● **Records for this task**:
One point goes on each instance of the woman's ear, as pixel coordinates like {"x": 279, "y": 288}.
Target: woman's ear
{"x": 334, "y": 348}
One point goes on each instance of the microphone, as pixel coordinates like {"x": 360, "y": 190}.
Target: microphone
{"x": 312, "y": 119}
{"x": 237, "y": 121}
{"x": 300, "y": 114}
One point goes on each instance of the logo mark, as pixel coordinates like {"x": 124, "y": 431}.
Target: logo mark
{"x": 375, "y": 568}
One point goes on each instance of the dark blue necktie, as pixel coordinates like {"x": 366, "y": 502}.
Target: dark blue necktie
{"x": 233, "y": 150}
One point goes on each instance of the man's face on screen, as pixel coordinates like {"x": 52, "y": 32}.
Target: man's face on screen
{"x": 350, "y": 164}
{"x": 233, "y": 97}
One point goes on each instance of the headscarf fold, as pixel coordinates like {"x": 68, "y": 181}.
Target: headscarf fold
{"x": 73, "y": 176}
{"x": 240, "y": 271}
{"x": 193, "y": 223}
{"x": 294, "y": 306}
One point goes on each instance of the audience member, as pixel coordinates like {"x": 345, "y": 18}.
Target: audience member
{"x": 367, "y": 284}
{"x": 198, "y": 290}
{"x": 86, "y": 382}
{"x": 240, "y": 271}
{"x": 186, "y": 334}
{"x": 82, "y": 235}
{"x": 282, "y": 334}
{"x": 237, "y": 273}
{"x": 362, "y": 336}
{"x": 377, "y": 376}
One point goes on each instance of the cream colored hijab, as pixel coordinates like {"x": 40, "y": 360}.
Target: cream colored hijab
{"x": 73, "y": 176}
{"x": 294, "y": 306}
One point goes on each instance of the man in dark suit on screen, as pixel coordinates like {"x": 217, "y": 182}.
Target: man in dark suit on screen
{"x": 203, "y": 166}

● **Written request**:
Rename "microphone" to "handheld mic" throughout the entries above, leaving every other part of them unchanged.

● **Problem solution**:
One point goes on each instance of the woman's ear, as pixel coordinates like {"x": 279, "y": 288}.
Target: woman's ear
{"x": 334, "y": 348}
One point goes on each instance of the handheld mic, as pixel coordinates like {"x": 360, "y": 190}.
Target: handheld mic
{"x": 312, "y": 119}
{"x": 237, "y": 121}
{"x": 300, "y": 114}
One point goes on each instance of the logo mark, as pixel coordinates like {"x": 124, "y": 431}.
Target: logo mark
{"x": 375, "y": 568}
One point goes on each instance of the dark blue necktie, as pixel coordinates like {"x": 366, "y": 502}.
Target: dark blue necktie
{"x": 233, "y": 150}
One point goes on each instance of the man's face on screen, as pixel coordinates like {"x": 52, "y": 32}.
Target: man's face on screen
{"x": 350, "y": 164}
{"x": 233, "y": 97}
One point goes on each instance of the headscarf fold, as pixel coordinates like {"x": 68, "y": 181}.
Target: headscarf fold
{"x": 73, "y": 176}
{"x": 240, "y": 271}
{"x": 193, "y": 223}
{"x": 294, "y": 306}
One point goes on each instance of the audience member, as pixel coordinates like {"x": 345, "y": 18}.
Target: audience member
{"x": 367, "y": 284}
{"x": 198, "y": 290}
{"x": 86, "y": 382}
{"x": 240, "y": 271}
{"x": 186, "y": 334}
{"x": 82, "y": 235}
{"x": 282, "y": 334}
{"x": 237, "y": 273}
{"x": 362, "y": 336}
{"x": 377, "y": 376}
One point goes on each instance of the cream colored hijab, as pixel coordinates like {"x": 40, "y": 360}.
Target: cream colored hijab
{"x": 73, "y": 176}
{"x": 294, "y": 306}
One point goes on each instance of the man in dark suit on screen, as pixel coordinates like {"x": 217, "y": 182}.
Target: man in dark suit on screen
{"x": 203, "y": 166}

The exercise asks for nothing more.